Reproduce the data from the start through the line containing "413 212 L 390", swapping "bud cluster" for "seed pod" and leaving everything else untouched. Omit the pictures.

::: RECORDS SHOWN

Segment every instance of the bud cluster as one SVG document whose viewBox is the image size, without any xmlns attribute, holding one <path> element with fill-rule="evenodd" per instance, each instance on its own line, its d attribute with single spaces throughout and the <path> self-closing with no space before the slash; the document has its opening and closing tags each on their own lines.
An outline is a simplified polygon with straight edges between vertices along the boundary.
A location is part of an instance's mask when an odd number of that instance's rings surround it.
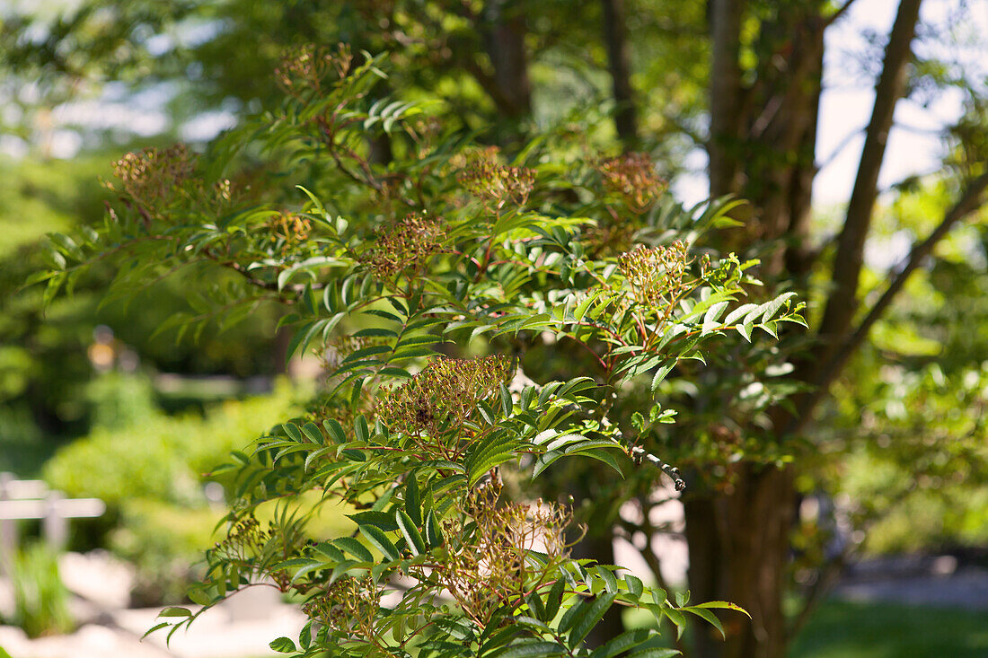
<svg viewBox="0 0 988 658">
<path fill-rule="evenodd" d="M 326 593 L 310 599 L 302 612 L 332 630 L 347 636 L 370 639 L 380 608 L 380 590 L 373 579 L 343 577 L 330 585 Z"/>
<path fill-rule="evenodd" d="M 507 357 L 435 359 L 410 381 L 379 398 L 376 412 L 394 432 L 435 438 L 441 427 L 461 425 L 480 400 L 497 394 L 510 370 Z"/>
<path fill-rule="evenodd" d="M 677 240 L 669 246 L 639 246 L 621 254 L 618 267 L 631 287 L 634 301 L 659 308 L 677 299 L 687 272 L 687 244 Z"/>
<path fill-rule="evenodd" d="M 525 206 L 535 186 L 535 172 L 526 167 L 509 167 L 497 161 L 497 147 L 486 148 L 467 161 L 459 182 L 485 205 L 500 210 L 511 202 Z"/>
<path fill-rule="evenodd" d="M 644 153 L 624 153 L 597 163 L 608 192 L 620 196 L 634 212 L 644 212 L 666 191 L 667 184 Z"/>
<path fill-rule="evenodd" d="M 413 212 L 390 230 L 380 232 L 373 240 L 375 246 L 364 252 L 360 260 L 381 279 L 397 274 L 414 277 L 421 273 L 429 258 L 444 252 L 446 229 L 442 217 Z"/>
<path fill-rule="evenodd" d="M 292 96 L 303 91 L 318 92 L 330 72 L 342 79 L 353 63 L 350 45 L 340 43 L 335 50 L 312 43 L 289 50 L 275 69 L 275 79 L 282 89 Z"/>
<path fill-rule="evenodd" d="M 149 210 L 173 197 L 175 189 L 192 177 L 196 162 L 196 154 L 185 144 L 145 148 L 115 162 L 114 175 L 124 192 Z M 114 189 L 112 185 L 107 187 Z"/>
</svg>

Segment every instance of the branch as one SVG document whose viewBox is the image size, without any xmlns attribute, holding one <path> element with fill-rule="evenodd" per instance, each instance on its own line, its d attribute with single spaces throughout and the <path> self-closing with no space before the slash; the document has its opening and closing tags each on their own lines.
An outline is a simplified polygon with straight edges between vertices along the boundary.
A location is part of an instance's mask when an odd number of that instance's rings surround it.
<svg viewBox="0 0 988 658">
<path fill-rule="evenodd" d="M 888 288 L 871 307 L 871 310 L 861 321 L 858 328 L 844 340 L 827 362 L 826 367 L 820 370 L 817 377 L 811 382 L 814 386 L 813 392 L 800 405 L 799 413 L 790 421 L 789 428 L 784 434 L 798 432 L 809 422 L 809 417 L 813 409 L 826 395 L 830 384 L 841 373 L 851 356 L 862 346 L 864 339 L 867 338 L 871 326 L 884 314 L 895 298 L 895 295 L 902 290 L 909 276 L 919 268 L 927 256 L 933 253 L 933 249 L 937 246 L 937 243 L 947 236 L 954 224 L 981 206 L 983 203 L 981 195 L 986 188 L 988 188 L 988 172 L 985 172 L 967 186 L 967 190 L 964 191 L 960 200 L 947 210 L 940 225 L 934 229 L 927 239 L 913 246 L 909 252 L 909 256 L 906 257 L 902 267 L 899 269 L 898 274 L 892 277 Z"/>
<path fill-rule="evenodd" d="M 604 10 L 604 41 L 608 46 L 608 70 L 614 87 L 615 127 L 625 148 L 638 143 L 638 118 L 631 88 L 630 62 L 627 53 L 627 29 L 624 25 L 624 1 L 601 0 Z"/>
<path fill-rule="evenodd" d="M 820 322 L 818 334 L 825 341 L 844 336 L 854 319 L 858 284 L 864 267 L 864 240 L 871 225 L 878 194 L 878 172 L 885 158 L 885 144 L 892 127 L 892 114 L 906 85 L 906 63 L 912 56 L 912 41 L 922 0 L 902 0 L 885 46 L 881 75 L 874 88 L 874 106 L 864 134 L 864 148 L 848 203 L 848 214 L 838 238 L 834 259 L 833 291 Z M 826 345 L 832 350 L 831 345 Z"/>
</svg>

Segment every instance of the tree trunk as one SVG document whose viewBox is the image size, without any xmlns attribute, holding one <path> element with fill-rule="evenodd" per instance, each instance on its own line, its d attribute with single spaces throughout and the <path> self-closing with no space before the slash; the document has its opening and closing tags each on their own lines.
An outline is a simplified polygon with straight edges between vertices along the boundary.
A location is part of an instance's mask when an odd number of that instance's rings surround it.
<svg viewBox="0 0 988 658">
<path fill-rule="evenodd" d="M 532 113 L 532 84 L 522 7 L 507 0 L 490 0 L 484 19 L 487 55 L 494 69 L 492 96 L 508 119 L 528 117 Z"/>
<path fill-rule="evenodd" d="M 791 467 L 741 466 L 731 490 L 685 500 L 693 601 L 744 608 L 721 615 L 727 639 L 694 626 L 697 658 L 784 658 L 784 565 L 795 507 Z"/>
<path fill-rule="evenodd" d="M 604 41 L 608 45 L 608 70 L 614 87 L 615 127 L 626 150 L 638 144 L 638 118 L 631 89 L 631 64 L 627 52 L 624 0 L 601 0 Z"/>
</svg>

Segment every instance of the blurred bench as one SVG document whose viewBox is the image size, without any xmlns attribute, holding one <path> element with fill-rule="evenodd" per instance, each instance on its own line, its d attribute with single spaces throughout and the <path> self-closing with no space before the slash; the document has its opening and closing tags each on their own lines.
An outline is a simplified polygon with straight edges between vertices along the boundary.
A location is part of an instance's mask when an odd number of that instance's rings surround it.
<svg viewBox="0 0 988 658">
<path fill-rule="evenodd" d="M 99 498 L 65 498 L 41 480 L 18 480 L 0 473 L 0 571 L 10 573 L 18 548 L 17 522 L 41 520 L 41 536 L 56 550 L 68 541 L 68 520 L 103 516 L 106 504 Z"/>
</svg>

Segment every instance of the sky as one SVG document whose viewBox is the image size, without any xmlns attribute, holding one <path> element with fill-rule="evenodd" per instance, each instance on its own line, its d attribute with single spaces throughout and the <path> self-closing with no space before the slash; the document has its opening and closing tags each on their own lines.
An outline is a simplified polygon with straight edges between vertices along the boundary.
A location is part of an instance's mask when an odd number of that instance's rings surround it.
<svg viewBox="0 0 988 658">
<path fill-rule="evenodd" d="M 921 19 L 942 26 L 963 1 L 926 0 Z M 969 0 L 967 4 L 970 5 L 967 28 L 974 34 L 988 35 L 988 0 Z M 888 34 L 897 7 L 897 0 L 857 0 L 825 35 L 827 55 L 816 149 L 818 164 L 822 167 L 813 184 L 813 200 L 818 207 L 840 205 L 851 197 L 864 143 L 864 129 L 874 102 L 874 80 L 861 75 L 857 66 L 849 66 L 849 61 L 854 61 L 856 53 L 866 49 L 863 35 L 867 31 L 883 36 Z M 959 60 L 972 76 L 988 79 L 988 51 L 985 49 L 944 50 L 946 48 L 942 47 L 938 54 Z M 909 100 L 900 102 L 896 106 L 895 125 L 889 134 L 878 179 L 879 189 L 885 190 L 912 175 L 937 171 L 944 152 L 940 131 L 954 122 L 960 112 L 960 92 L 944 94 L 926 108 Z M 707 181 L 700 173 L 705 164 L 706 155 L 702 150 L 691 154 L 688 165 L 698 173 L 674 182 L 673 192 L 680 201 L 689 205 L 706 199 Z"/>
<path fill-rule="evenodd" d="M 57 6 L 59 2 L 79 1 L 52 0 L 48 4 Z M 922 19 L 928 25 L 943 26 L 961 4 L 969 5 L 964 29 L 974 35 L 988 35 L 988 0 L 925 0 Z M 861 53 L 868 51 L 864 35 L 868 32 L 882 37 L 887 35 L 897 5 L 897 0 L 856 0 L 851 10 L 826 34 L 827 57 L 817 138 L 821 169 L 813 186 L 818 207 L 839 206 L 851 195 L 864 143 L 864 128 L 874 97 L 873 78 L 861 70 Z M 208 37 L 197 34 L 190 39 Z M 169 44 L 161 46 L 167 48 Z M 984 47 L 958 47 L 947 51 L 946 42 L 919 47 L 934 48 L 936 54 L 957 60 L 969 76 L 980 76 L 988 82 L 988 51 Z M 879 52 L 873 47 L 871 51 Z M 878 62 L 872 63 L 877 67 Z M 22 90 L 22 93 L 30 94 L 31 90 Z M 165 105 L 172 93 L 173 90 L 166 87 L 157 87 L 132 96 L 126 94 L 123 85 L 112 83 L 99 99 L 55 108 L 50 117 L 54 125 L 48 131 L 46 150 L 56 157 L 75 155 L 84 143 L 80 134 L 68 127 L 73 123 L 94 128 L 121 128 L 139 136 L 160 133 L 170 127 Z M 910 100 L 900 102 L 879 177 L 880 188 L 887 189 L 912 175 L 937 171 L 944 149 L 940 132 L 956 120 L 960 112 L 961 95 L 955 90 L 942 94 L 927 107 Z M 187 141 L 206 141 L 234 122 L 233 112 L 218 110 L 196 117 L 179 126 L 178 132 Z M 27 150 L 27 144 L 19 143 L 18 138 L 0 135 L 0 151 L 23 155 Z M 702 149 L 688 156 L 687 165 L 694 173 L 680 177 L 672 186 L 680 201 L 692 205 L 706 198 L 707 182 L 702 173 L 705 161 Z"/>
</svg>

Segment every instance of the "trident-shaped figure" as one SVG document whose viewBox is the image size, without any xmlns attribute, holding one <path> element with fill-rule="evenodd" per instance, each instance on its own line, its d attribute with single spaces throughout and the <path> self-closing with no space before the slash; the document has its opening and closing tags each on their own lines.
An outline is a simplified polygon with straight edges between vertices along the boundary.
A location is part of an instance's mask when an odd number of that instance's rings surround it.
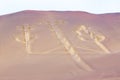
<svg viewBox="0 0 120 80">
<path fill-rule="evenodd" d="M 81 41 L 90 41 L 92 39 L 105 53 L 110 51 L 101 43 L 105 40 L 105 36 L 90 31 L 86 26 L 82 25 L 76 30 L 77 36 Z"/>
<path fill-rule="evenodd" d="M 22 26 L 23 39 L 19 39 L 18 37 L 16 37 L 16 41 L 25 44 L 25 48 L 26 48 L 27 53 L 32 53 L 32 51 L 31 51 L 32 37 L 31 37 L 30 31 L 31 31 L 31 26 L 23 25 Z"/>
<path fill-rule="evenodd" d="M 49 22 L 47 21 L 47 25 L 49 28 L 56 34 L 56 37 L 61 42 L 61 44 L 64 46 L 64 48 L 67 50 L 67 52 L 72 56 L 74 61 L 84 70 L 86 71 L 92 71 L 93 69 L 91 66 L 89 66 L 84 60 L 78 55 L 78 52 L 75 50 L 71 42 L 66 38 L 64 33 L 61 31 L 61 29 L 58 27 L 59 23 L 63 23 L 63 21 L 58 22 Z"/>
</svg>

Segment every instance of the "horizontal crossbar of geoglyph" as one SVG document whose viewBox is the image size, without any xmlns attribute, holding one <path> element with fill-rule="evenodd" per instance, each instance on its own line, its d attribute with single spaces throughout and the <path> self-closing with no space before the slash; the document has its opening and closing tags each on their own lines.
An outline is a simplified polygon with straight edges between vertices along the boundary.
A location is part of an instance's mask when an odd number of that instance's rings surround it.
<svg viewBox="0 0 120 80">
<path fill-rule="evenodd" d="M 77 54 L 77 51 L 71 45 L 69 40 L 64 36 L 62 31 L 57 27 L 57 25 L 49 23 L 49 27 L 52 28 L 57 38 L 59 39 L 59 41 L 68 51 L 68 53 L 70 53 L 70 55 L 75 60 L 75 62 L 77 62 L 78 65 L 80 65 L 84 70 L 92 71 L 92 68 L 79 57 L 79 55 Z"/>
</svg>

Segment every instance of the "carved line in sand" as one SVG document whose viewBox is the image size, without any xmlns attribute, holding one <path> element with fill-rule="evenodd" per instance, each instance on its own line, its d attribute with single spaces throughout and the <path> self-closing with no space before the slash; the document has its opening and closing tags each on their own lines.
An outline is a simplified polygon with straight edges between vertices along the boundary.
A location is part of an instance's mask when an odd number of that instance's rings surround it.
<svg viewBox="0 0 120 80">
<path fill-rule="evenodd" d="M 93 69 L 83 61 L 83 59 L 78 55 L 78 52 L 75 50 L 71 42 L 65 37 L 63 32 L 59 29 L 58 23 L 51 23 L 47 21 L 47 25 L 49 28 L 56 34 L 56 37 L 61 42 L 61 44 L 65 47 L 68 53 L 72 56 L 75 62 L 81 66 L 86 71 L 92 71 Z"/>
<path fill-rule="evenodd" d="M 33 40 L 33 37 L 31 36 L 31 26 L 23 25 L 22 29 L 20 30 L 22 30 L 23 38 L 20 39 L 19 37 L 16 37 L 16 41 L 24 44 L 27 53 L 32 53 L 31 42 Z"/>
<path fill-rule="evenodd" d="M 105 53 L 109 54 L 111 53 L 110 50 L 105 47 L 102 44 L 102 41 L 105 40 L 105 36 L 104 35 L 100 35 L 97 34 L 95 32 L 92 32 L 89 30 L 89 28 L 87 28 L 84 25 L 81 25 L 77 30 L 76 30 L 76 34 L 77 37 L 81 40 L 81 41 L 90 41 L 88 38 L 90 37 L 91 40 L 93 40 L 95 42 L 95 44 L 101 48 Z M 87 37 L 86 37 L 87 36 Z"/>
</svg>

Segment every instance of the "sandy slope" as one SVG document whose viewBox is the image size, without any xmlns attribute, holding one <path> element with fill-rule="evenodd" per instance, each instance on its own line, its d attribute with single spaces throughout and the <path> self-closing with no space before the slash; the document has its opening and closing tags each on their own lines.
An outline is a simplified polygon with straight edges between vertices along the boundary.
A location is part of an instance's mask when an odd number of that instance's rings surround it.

::::::

SOLUTION TO THIS TASK |
Segment every instance of the seed pod as one SVG document whose viewBox is the image size, without any xmlns attribute, holding one <path> element with fill-rule="evenodd" per instance, each instance on its own line, its d attribute with single spaces throughout and the <path> self-closing with no space before the slash; the document has its opening and closing tags each on their own lines.
An outline is a simplified polygon with straight edges between vertices along the boundary.
A location is part of an instance's mask when an odd number of that instance's rings surround it.
<svg viewBox="0 0 988 658">
<path fill-rule="evenodd" d="M 326 593 L 310 599 L 302 612 L 332 630 L 347 636 L 370 639 L 380 608 L 380 590 L 373 579 L 343 577 L 330 585 Z"/>
<path fill-rule="evenodd" d="M 507 357 L 435 359 L 410 381 L 379 398 L 376 412 L 394 432 L 435 438 L 441 427 L 461 425 L 480 400 L 497 394 L 510 370 Z"/>
<path fill-rule="evenodd" d="M 677 240 L 669 246 L 639 246 L 621 254 L 618 267 L 631 287 L 634 301 L 659 308 L 677 299 L 687 272 L 687 244 Z"/>
<path fill-rule="evenodd" d="M 525 206 L 535 186 L 535 172 L 526 167 L 509 167 L 497 161 L 497 147 L 486 148 L 467 161 L 459 182 L 485 205 L 500 210 L 511 202 Z"/>
<path fill-rule="evenodd" d="M 644 153 L 624 153 L 597 163 L 608 192 L 620 196 L 634 212 L 644 212 L 666 191 L 667 184 Z"/>
<path fill-rule="evenodd" d="M 413 212 L 390 230 L 380 232 L 373 240 L 375 246 L 364 252 L 360 260 L 381 279 L 397 274 L 414 277 L 421 273 L 429 258 L 444 252 L 446 229 L 442 217 Z"/>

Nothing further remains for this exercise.